Woody Allen’ın Türkiye’de Barselona Barselona adıyla gösterilen Vicky
Christina Barcelona (2008) filminin başlığındaki iki kadın ve bir şehir isminin
aralarına virgül konulmamış olması dikkat çekicidir. Bunun sebebi filmin
içeriğine bakınca anlaşılabilir: Filmde Vicky ve Christina’nın kişilikleri,
hayata ve sanata bakışları yazı geçirmek için geldikleri Barselona’nın dokusuyla
o kadar iç içe geçer ki, bu üçünü birbirinden (virgülle de olsa) ayırmak
olanaklı değildir. Benzer bir şekilde, iki yıldır yaşadığım şehir
Vancouver, birkaç haftalığına yatıya gelen 2010 Kış
Olimpiyatları ve dolayısıyla Sermaye’nin farklı tezahürleriyle öyle
derinlemesine bütünleşmiş görünüyor ki bugün, yazının başlığında aralarına
virgül koymak mümkün olmadı. Ancak filmde olduğu gibi tesadüfi ve beklenmedik
sonuçlara yol açan bir buluşma değil bu. İki hafta önce bu sayfalara Kanada’dan
yazan Baran Öztürk, Uluslararası Olimpiyat Komitesi
IOC’nin ırkçılık, Sermaye egemenliği ve polis ve asker şiddetiyle dolu
kurumsal tarihçesini, üyelerinin sınıfsal konumlarına ve faşist bağlantılarına
da değinerek ortaya koymuştu. Diğer bir deyişle, olimpiyatların Vancouver’da
alacağı biçimin ana hatları, Komite’nin yapısal niteliğinden yola çıkarak
öngörülebilirdi. Bu yazının amacı da, olimpiyatların Vancouver ve Kanada
özelinde aldığı bu biçimin gündelik hayattaki kimi ayrıntılarına değinerek deyim
yerindeyse siyasal iktisadın estetiğine bakmak. Peki nereden başlamalı?

○ ○ ○

#### Görev
Yukarıdaki belge alıntısında “Woody Allen’ın Türkiye’de” sözleriyle başlayan paragrafı, ana bilgilerini koruyarak kısaltınız ve madde listesi hâlinde yeniden yazınız.

○ ○ ○

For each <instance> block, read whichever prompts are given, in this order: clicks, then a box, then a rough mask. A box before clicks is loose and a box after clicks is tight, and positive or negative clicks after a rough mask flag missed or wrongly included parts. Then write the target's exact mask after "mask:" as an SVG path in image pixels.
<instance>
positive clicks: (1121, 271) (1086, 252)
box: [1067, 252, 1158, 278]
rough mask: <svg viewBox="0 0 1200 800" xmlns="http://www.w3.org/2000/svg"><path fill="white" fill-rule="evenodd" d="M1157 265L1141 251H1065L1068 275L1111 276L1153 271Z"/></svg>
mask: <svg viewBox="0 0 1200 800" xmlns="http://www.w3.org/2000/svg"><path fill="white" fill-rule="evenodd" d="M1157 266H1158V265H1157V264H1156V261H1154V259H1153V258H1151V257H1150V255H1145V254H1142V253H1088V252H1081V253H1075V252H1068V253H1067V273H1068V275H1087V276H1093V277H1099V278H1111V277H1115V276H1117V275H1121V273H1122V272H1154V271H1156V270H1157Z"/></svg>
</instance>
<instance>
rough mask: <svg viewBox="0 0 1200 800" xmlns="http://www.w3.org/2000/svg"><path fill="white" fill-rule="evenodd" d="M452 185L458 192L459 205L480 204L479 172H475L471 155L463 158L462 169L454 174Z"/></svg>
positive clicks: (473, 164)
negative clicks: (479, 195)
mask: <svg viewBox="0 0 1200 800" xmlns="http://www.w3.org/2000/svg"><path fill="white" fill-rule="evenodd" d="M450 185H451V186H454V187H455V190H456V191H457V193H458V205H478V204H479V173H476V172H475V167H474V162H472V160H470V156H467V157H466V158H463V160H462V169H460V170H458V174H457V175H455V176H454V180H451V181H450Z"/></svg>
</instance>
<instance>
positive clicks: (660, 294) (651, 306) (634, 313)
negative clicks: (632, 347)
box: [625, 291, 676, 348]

○ ○ ○

#### Görev çözümü
- Woody Allen’ın Türkiye’de Barselona Barselona adıyla gösterilen Vicky Christina Barcelona (2008) filminin başlığında iki kadın adı ile şehir adı arasında virgül yoktur. Bunun nedeni, filmde Vicky ile Christina’nın kişiliklerinin, hayata ve sanata bakışlarının geldikleri Barselona’nın dokusuyla birbirinden ayrılamayacak ölçüde iç içe geçmesidir.
- Benzer biçimde, iki yıldır yaşanılan şehir Vancouver da 2010 Kış Olimpiyatları ve Sermaye’nin farklı tezahürleriyle derinlemesine bütünleşmiş görünmektedir. Bu nedenle yazının başlığında da bunların arasına virgül konulamamıştır.
- Ancak bu buluşma, filmdeki gibi tesadüfi ve beklenmedik sonuçlar doğuran bir buluşma değildir.
- İki hafta önce aynı sayfalara Kanada’dan yazan Baran Öztürk, Uluslararası Olimpiyat Komitesi’nin (IOC) kurumsal tarihçesini ortaya koymuştur. Bu tarihçe ırkçılık, Sermaye egemenliği ve polis ile asker şiddetiyle doludur. Öztürk, üyelerin sınıfsal konumlarına ve faşist bağlantılarına da değinmiştir.
- Dolayısıyla olimpiyatların Vancouver’da alacağı biçimin ana hatları, Komite’nin yapısal niteliğinden hareketle öngörülebilir durumdaydı.
- Yazının amacı, bu biçimin Vancouver ve Kanada özelinde gündelik hayattaki bazı ayrıntılarına değinerek siyasal iktisadın estetiğine bakmaktır.